• **WHAT THE TASK ASKS**:
Set down exactly, and only, the lines from the one with "Surveillance review: pinpoint the white" to the final line of the entries, both included.

▼

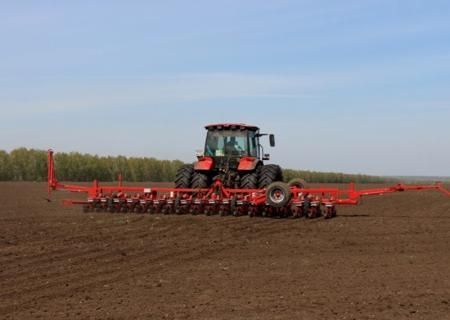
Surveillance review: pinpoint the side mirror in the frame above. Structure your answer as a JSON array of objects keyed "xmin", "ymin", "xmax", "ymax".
[
  {"xmin": 269, "ymin": 134, "xmax": 275, "ymax": 147},
  {"xmin": 263, "ymin": 153, "xmax": 271, "ymax": 161},
  {"xmin": 196, "ymin": 149, "xmax": 204, "ymax": 158}
]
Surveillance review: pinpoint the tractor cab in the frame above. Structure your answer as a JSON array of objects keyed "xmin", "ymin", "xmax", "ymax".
[
  {"xmin": 204, "ymin": 124, "xmax": 260, "ymax": 159},
  {"xmin": 198, "ymin": 123, "xmax": 275, "ymax": 171}
]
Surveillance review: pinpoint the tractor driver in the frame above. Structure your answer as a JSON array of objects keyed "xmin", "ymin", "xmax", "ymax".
[{"xmin": 225, "ymin": 137, "xmax": 242, "ymax": 155}]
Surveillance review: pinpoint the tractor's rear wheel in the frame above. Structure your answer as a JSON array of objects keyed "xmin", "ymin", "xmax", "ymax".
[
  {"xmin": 191, "ymin": 172, "xmax": 209, "ymax": 189},
  {"xmin": 258, "ymin": 164, "xmax": 283, "ymax": 189},
  {"xmin": 175, "ymin": 165, "xmax": 194, "ymax": 189},
  {"xmin": 240, "ymin": 172, "xmax": 258, "ymax": 189}
]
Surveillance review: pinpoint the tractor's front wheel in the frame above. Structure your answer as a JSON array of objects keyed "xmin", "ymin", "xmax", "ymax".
[{"xmin": 266, "ymin": 182, "xmax": 292, "ymax": 208}]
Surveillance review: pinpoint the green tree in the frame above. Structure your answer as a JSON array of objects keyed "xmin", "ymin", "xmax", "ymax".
[{"xmin": 0, "ymin": 150, "xmax": 13, "ymax": 180}]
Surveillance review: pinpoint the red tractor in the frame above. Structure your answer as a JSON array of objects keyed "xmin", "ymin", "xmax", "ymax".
[{"xmin": 175, "ymin": 123, "xmax": 283, "ymax": 189}]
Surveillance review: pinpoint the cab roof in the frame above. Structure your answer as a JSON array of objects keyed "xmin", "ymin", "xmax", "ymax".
[{"xmin": 205, "ymin": 123, "xmax": 259, "ymax": 131}]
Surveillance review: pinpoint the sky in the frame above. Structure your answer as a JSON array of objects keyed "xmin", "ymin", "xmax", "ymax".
[{"xmin": 0, "ymin": 0, "xmax": 449, "ymax": 176}]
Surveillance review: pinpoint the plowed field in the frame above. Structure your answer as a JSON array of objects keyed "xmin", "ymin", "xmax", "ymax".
[{"xmin": 1, "ymin": 182, "xmax": 449, "ymax": 319}]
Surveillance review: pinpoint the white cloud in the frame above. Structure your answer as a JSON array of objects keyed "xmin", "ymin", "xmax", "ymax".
[
  {"xmin": 1, "ymin": 73, "xmax": 317, "ymax": 116},
  {"xmin": 2, "ymin": 50, "xmax": 450, "ymax": 118}
]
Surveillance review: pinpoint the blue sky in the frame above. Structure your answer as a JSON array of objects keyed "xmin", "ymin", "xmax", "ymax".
[{"xmin": 1, "ymin": 0, "xmax": 449, "ymax": 176}]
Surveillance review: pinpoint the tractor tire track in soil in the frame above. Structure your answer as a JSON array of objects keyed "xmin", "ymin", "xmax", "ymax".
[
  {"xmin": 1, "ymin": 216, "xmax": 287, "ymax": 315},
  {"xmin": 0, "ymin": 216, "xmax": 256, "ymax": 290}
]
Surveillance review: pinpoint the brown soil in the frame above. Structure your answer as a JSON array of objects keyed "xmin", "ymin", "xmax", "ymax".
[{"xmin": 1, "ymin": 182, "xmax": 449, "ymax": 320}]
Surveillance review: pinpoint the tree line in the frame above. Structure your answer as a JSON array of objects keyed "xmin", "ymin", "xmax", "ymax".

▲

• **OUTPUT**:
Surveillance review: pinpoint the white cloud in the frame above. Structure your answer as a JSON array of objects keyed "xmin", "ymin", "xmax", "ymax".
[
  {"xmin": 1, "ymin": 73, "xmax": 317, "ymax": 116},
  {"xmin": 2, "ymin": 50, "xmax": 450, "ymax": 118}
]
Surveillance review: pinpoint the blue sky in the frame above. Structure your answer as a JSON array of objects keyed "xmin", "ymin", "xmax", "ymax".
[{"xmin": 1, "ymin": 0, "xmax": 449, "ymax": 176}]
Surveillance review: pinpoint the tractor tire track in soil in the frame above. Structure your answer as a JSON array of objects keyed "xmin", "ymin", "xmax", "ymax".
[
  {"xmin": 1, "ymin": 216, "xmax": 287, "ymax": 315},
  {"xmin": 0, "ymin": 216, "xmax": 256, "ymax": 290}
]
Surveillance review: pinpoint the brown soil in the frame above. Structure your answer as a JSON array of objects keyed "xmin", "ymin", "xmax", "ymax".
[{"xmin": 1, "ymin": 182, "xmax": 449, "ymax": 320}]
Surveillance review: pinpoint the tree line in the frame above. Structure your answer as a JSON array of objects keyed "xmin", "ymin", "xmax", "ymax".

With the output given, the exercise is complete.